# Text provided

Beyond Agnon
By BEZALEL STERN
Aleppo Tales
By Haim Sabato
250 pages. The Toby Press. $19.95.
S.Y.
Agnon has been hailed as the greatest of Israeli authors. One of the first
Hebrew novelists to revitalize the once-forsaken language, Agnon still managed
to give his new, modern Hebrew an air of the Biblical, the Talmudic, and the
Midrashic. Agnon excelled at his pursuits, writing fine—often great—modernist
novels and stories that blended the contemporary with the wisdom of thousands
of years of Jewish tradition.
Over time, Agnon’s style has given rise to many would-be successors. For many
writers, the desire to imitate and parrot Agnon’s masterpieces, especially for
those writing in Hebrew, has been strong. Unfortunately, most attempts have
only met with minimal success. This is due mostly to the indisputable fact of
Agnon’s greatness as both a writer and a scholar. Agnon’s personal library
contained thousands of what he would have termed sifrei kodesh—holy books—works of Jewish poets and sages stemming
from the times of the Jewish temple in Jerusalem to his own day. His library
also encompassed a good deal of secular literature, from Shakespeare to Kafka.

# Point labeling dataset excerpts
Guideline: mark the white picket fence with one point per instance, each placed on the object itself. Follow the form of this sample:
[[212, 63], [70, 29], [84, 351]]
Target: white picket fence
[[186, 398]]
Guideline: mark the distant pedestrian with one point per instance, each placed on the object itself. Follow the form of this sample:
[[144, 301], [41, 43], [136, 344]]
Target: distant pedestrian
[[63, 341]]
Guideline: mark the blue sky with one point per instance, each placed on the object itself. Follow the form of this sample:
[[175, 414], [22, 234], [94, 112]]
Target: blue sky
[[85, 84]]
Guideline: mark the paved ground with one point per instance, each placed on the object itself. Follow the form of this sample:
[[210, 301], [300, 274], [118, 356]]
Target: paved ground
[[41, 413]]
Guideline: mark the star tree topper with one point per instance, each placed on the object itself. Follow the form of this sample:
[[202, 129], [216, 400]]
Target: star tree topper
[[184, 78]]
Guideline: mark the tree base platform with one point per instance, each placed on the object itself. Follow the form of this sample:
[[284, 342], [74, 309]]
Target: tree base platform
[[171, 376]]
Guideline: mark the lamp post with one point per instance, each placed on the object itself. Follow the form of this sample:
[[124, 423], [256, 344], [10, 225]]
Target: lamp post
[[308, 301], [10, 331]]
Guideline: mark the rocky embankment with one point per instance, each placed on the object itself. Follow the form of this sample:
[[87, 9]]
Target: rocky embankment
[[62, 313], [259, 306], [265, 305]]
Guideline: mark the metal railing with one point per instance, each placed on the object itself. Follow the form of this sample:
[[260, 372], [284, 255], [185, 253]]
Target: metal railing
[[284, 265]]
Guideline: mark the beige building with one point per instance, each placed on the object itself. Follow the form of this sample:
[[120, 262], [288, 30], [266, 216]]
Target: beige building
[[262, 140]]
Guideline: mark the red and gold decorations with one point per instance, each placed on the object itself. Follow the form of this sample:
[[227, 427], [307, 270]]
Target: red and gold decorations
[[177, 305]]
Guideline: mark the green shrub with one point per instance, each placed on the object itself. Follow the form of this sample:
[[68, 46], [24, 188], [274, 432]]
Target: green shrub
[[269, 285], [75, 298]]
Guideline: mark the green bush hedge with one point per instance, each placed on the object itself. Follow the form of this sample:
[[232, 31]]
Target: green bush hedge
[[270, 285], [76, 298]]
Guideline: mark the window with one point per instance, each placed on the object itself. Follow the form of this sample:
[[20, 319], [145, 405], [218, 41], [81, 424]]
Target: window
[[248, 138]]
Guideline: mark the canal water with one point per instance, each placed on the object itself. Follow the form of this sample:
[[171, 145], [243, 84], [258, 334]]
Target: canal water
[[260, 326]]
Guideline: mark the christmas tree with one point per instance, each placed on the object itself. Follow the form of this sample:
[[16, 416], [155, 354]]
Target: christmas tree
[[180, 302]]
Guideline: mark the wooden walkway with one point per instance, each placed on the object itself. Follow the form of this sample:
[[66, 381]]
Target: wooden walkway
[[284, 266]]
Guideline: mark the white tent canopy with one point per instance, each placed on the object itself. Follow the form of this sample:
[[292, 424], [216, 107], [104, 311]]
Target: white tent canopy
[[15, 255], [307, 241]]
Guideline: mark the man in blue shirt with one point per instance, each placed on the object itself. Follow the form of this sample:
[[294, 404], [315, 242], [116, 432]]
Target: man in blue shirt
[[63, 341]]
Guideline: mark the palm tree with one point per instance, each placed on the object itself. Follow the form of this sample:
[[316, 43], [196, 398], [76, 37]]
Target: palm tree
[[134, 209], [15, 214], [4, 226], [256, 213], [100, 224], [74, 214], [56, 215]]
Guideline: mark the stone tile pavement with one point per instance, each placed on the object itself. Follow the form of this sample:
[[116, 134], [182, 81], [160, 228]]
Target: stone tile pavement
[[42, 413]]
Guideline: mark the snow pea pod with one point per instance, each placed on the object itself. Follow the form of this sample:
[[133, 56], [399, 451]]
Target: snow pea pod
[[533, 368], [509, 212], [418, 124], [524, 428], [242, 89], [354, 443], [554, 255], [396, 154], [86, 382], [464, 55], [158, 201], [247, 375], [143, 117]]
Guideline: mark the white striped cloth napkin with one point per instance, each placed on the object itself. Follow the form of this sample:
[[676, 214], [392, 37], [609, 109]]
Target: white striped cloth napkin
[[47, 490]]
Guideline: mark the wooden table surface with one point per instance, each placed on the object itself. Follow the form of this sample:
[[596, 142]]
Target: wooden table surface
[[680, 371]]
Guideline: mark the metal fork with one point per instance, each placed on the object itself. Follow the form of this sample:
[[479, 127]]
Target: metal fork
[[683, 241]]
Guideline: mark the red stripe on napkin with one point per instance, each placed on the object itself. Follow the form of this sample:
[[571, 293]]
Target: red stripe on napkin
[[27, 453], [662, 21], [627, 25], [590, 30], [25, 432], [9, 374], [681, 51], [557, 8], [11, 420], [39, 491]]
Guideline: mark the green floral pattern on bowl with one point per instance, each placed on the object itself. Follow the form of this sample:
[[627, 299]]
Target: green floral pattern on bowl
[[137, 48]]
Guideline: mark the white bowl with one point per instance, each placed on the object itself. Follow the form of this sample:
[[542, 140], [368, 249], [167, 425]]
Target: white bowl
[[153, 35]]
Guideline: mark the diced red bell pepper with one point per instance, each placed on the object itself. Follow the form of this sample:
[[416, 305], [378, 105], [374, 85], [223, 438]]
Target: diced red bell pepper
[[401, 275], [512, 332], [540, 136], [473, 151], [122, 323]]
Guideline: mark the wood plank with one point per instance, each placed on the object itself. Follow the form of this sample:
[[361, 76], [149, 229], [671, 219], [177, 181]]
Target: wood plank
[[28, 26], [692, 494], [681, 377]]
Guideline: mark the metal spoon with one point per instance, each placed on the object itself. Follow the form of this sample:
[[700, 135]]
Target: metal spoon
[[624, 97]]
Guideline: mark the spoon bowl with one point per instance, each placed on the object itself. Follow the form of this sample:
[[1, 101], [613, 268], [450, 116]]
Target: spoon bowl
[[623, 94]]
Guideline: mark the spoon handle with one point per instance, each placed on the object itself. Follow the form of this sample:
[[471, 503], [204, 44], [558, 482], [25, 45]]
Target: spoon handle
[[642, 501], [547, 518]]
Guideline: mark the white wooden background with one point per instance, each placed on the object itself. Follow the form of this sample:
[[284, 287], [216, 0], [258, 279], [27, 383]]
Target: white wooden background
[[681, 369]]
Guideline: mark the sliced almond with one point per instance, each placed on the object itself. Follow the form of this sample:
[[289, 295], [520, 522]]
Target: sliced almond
...
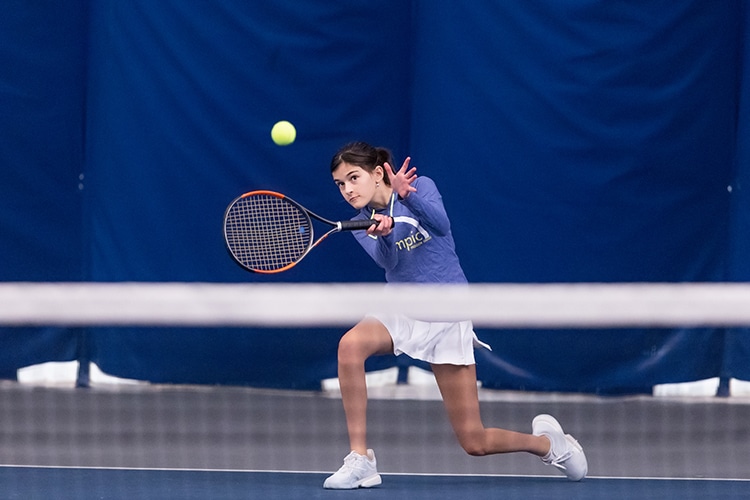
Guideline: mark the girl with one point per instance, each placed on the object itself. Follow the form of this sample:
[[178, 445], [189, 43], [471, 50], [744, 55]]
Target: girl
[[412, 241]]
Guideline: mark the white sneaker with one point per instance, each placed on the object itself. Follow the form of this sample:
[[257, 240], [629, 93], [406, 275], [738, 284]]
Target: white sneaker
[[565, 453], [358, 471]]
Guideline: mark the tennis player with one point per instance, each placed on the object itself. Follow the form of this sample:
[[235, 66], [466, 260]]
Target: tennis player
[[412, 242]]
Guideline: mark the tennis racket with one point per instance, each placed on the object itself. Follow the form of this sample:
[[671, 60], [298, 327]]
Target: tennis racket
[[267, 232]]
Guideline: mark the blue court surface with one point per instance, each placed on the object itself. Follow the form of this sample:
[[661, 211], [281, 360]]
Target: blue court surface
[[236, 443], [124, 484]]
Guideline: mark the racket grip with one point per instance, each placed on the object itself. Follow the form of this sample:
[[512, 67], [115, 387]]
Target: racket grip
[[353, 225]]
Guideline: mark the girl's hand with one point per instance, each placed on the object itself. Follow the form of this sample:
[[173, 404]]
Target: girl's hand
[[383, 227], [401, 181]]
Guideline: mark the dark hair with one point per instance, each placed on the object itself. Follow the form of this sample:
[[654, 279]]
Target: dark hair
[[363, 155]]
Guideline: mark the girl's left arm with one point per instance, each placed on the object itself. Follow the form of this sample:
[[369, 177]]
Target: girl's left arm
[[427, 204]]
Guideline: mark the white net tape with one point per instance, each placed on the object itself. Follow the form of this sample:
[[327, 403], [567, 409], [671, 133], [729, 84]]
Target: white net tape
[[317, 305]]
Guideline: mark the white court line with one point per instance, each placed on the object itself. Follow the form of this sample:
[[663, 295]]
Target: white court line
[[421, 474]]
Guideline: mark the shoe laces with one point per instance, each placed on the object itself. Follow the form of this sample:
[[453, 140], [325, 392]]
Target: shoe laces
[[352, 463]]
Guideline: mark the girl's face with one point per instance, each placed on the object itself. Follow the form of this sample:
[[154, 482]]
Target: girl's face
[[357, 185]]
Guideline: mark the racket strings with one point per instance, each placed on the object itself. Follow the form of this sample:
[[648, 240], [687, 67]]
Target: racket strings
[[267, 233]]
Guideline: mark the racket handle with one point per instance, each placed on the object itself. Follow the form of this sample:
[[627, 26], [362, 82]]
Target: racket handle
* * *
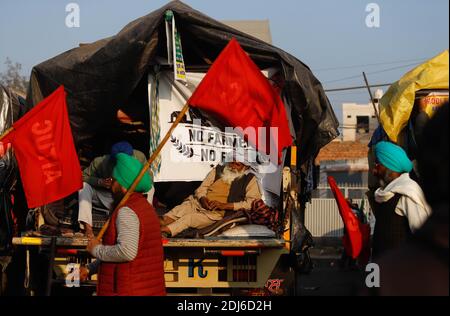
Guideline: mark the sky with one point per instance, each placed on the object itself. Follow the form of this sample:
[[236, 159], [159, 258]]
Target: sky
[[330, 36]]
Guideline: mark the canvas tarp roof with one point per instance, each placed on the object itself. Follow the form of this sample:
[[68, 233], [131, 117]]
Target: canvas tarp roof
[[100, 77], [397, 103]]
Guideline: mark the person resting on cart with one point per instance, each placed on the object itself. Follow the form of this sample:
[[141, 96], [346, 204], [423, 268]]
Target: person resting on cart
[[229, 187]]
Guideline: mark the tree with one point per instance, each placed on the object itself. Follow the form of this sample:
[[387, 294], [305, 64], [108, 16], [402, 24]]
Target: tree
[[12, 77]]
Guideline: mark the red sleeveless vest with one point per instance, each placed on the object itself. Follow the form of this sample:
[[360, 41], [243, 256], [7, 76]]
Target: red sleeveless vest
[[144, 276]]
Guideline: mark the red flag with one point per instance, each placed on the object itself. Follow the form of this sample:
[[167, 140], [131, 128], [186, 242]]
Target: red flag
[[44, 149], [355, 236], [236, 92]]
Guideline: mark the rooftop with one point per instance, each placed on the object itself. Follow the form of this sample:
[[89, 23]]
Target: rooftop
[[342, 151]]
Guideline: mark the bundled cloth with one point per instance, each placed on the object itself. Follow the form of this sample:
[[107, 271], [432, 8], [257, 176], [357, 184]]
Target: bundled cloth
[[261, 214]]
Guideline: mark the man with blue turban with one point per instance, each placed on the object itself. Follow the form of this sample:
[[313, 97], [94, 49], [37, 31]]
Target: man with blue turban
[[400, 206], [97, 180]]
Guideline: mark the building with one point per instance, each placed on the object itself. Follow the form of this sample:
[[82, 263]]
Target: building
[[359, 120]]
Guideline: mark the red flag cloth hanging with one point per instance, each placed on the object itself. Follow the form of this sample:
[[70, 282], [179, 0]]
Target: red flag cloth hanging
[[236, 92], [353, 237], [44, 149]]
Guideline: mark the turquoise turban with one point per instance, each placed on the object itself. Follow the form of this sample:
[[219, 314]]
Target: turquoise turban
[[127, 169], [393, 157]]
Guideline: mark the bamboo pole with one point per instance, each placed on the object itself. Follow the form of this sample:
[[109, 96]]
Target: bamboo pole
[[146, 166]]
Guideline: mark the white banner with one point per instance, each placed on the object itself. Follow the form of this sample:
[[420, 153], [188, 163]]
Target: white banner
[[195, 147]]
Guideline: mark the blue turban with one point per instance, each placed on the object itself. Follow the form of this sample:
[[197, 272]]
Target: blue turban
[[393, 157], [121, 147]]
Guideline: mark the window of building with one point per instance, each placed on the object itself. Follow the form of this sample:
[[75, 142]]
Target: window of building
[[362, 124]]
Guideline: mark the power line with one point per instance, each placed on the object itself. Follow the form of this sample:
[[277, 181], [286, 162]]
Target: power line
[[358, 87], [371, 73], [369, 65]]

# Problem set
[1] In the Agnon review, what did Agnon's library hold besides holy books?
[2] Carry the Agnon review forward from its last sentence.

# Expected results
[1] A good deal of secular literature, from Shakespeare to Kafka.

[2]
A Conservative Rabbi once commented to me that the only people that could make
sense of Agnon in today’s world are people like himself—that is, women and men
steeped in both the Jewish tradition and the secular world. In many ways, he
had a good point. Agnon’s writing becomes much richer when one perceives his
often obscure references. But what is hard to read and understand is even more
difficult to write. It would take someone of S.Y. Agnon’s prowess and
genius—prowess in ability and genius in scope and depth—to replicate adequately
and even possibly create a work that ranks with Agnon’s unique achievements.
This ability of combining both a passion for the literary and a breadth of
knowledge of the corpus of Jewish works, can be found in the newly translated
work of Haim Sabato, Aleppo Tales. This collection of two short stories
and a novella, originally published in Hebrew in 1997, both continues and
expands upon the tradition of Agnon. Sabato, who teaches Talmud at a yeshiva
near Jerusalem, uses his knowledge of Jewish texts to enhance and propel his
stories, while at the same time never losing sight of his ultimate goal: to
create great literature.
And great literature is truly what these “tales” strive to become. The three
stories in the novel, all loosely interconnected, have as their focus the city
of Aram Zova, an ancient Jewish community in north-western Syria which was the
home of Sabato’s forebears. But the book is about much more than a single city.
In Sabato’s text, one gets the sense of a community, once strong in its beliefs
and confident in its leaders, slowly breaking down.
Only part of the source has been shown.